Reproduce, exactly and in full, only the lines below from the one containing "# Target: blueberry" through the one containing "# Target: wood grain".

Segment Start: STORED DATA

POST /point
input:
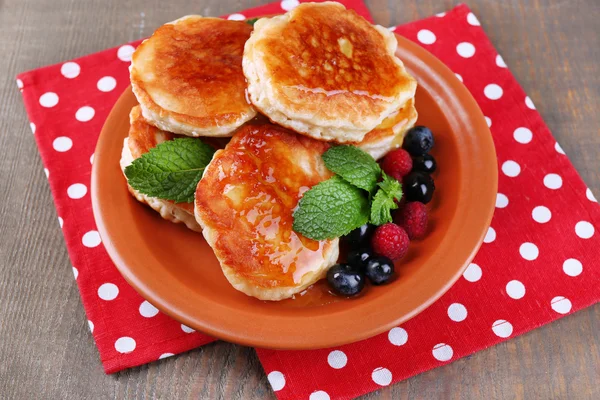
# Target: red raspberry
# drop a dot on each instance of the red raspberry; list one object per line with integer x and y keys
{"x": 413, "y": 218}
{"x": 391, "y": 241}
{"x": 397, "y": 164}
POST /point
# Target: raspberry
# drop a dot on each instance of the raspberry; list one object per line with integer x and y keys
{"x": 397, "y": 164}
{"x": 413, "y": 218}
{"x": 391, "y": 241}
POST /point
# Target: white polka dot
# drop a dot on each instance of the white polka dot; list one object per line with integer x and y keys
{"x": 541, "y": 214}
{"x": 148, "y": 310}
{"x": 124, "y": 53}
{"x": 553, "y": 181}
{"x": 529, "y": 103}
{"x": 502, "y": 328}
{"x": 277, "y": 380}
{"x": 425, "y": 36}
{"x": 490, "y": 236}
{"x": 472, "y": 19}
{"x": 493, "y": 91}
{"x": 125, "y": 345}
{"x": 398, "y": 336}
{"x": 108, "y": 291}
{"x": 76, "y": 190}
{"x": 523, "y": 135}
{"x": 572, "y": 267}
{"x": 501, "y": 200}
{"x": 381, "y": 376}
{"x": 584, "y": 229}
{"x": 457, "y": 312}
{"x": 288, "y": 5}
{"x": 472, "y": 273}
{"x": 85, "y": 114}
{"x": 515, "y": 289}
{"x": 319, "y": 395}
{"x": 500, "y": 61}
{"x": 337, "y": 359}
{"x": 561, "y": 304}
{"x": 511, "y": 168}
{"x": 236, "y": 17}
{"x": 442, "y": 352}
{"x": 529, "y": 251}
{"x": 106, "y": 84}
{"x": 49, "y": 99}
{"x": 465, "y": 49}
{"x": 187, "y": 329}
{"x": 70, "y": 70}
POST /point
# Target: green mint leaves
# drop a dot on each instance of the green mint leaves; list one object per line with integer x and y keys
{"x": 360, "y": 192}
{"x": 171, "y": 170}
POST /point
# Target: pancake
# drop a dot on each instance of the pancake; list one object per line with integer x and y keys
{"x": 188, "y": 76}
{"x": 142, "y": 137}
{"x": 325, "y": 72}
{"x": 390, "y": 133}
{"x": 245, "y": 201}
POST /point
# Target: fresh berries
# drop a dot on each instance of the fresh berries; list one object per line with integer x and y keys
{"x": 418, "y": 186}
{"x": 413, "y": 218}
{"x": 380, "y": 270}
{"x": 391, "y": 241}
{"x": 418, "y": 140}
{"x": 397, "y": 164}
{"x": 425, "y": 163}
{"x": 345, "y": 280}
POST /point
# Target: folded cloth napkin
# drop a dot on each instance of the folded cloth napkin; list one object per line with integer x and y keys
{"x": 520, "y": 279}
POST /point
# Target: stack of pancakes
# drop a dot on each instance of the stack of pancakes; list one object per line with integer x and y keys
{"x": 284, "y": 92}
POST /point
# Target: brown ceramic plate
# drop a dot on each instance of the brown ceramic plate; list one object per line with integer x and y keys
{"x": 177, "y": 272}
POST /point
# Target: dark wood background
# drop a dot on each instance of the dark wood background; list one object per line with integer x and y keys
{"x": 46, "y": 350}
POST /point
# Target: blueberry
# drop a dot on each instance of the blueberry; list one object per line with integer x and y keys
{"x": 380, "y": 270}
{"x": 418, "y": 140}
{"x": 424, "y": 163}
{"x": 359, "y": 258}
{"x": 345, "y": 280}
{"x": 418, "y": 186}
{"x": 361, "y": 235}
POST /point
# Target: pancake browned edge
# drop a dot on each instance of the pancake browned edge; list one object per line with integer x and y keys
{"x": 325, "y": 72}
{"x": 188, "y": 77}
{"x": 245, "y": 201}
{"x": 142, "y": 137}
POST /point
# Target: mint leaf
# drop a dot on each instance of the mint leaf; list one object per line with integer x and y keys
{"x": 354, "y": 165}
{"x": 171, "y": 170}
{"x": 331, "y": 209}
{"x": 385, "y": 199}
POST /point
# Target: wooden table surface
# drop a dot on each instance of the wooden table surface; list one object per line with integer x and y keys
{"x": 46, "y": 350}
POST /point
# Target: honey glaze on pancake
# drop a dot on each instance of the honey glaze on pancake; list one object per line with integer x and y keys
{"x": 248, "y": 196}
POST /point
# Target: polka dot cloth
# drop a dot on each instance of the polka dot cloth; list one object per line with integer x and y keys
{"x": 519, "y": 279}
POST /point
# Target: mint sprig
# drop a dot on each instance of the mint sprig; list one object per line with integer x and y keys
{"x": 171, "y": 170}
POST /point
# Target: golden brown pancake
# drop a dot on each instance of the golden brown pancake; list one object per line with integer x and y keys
{"x": 325, "y": 72}
{"x": 245, "y": 202}
{"x": 188, "y": 76}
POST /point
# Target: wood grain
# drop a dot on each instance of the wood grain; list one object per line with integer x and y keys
{"x": 46, "y": 351}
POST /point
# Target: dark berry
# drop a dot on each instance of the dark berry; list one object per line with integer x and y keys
{"x": 418, "y": 186}
{"x": 359, "y": 258}
{"x": 345, "y": 280}
{"x": 361, "y": 235}
{"x": 424, "y": 163}
{"x": 380, "y": 270}
{"x": 418, "y": 140}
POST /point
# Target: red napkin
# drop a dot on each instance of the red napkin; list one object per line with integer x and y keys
{"x": 539, "y": 261}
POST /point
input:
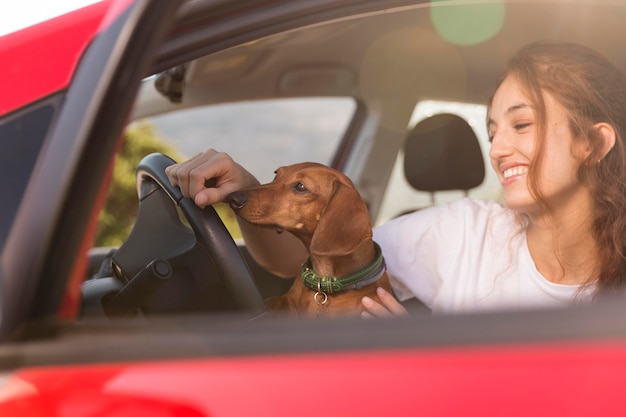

Segment End: STORED DATA

**OUTPUT:**
# Target: blueberry
# drop a dot on each instance of the blueberry; list one object per line with integer x and y keys
{"x": 380, "y": 270}
{"x": 418, "y": 140}
{"x": 424, "y": 163}
{"x": 359, "y": 258}
{"x": 345, "y": 280}
{"x": 418, "y": 186}
{"x": 361, "y": 235}
POST /point
# Target: pancake browned edge
# drop a dot on each instance of the pancake browned edge; list one object per line with integer x and y keys
{"x": 325, "y": 72}
{"x": 188, "y": 77}
{"x": 245, "y": 201}
{"x": 142, "y": 137}
POST /point
# Target: mint leaf
# drop a dot on each instance of the mint leaf; list one object per line with integer x and y keys
{"x": 354, "y": 165}
{"x": 171, "y": 170}
{"x": 331, "y": 209}
{"x": 385, "y": 199}
POST /point
# Target: wooden table surface
# drop a dot on each instance of the wooden table surface; list one object per line with integer x and y keys
{"x": 46, "y": 350}
POST /point
# Target: honey glaze on pancake
# drop a dot on each instance of the honey glaze on pancake; list one object per line with integer x and y keys
{"x": 248, "y": 196}
POST /point
# Target: polka dot cloth
# drop a dot on each instance of the polka dot cloth; list one object per line with integer x and y keys
{"x": 519, "y": 279}
POST /point
# Target: mint sprig
# drop a dot on each instance of the mint sprig; list one object per line with integer x and y keys
{"x": 171, "y": 170}
POST /point
# Target: golden brown pancake
# drop a dot on each instance of the golden brown pancake; list one object per line with integer x and y keys
{"x": 325, "y": 72}
{"x": 245, "y": 202}
{"x": 188, "y": 76}
POST /point
# Target: wood grain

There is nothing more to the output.